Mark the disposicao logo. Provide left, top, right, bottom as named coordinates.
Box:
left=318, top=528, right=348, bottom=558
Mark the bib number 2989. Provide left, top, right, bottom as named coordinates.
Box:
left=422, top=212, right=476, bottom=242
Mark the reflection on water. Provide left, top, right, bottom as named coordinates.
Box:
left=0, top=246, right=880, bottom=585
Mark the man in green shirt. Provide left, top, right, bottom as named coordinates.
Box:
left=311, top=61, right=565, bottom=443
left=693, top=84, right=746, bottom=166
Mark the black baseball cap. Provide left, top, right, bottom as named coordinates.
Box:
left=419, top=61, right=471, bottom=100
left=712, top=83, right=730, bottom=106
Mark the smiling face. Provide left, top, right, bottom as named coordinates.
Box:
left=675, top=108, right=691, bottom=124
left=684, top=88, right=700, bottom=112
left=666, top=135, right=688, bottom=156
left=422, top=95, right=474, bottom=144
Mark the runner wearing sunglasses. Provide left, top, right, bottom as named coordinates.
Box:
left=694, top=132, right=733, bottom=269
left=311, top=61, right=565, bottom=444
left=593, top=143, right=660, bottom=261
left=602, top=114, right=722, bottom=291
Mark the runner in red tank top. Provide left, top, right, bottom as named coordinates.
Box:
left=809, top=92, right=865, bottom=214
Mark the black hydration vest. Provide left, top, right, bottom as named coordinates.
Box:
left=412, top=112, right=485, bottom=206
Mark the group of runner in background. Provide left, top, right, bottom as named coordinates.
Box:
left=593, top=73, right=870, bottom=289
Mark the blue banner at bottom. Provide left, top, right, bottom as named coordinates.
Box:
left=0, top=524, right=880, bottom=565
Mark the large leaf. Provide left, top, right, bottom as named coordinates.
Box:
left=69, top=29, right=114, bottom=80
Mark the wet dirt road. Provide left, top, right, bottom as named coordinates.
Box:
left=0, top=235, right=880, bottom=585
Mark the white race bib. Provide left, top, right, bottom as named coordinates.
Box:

▸ **Problem requirements**
Repeat all of the data above line for line, with no changes.

▸ **Task output**
Mark the disposicao logo. Provide left, top, right, bottom as named coordinates.
Box:
left=318, top=528, right=348, bottom=558
Mark the bib number 2989. Provide left, top, right, bottom as named coordinates.
Box:
left=422, top=212, right=476, bottom=242
Mark the reflection on water. Provide left, top, right, bottom as named coordinates.
Box:
left=0, top=246, right=880, bottom=585
Mark the man in green shirt. Provide left, top, right, bottom as named coordinates.
Box:
left=311, top=61, right=565, bottom=443
left=693, top=84, right=746, bottom=166
Mark the black baseball cap. Provide left, top, right, bottom as named coordinates.
Box:
left=419, top=61, right=471, bottom=100
left=712, top=83, right=730, bottom=106
Mark the smiling face. Provide left, top, right, bottom as named coordinates.
Box:
left=675, top=108, right=691, bottom=124
left=684, top=88, right=700, bottom=112
left=666, top=135, right=688, bottom=156
left=422, top=95, right=474, bottom=144
Mark the runner wearing sunglasses. Provide left, top, right, bottom as named coordinates.
Box:
left=694, top=132, right=733, bottom=269
left=311, top=61, right=565, bottom=444
left=593, top=143, right=660, bottom=261
left=602, top=114, right=722, bottom=291
Mark the runner in red tank top. Provide left, top, right, bottom as named coordinates.
Box:
left=809, top=92, right=865, bottom=214
Mark the black hydration vest. Provide left, top, right, bottom as named coordinates.
Box:
left=412, top=112, right=485, bottom=206
Mark the group of runner in background. Provide left, top, right, bottom as named coordinates.
Box:
left=593, top=73, right=870, bottom=289
Mark the blue banner at bottom. Provide left, top, right, bottom as named coordinates.
Box:
left=0, top=524, right=880, bottom=565
Mark the large leaf. Provide left, top, right, bottom as named coordinates.
Box:
left=69, top=29, right=114, bottom=80
Mark the wet dirt road. Provide left, top, right, bottom as named coordinates.
Box:
left=0, top=235, right=880, bottom=585
Mark the white race bib. Provide left, top, right, bottom as named coordinates.
Box:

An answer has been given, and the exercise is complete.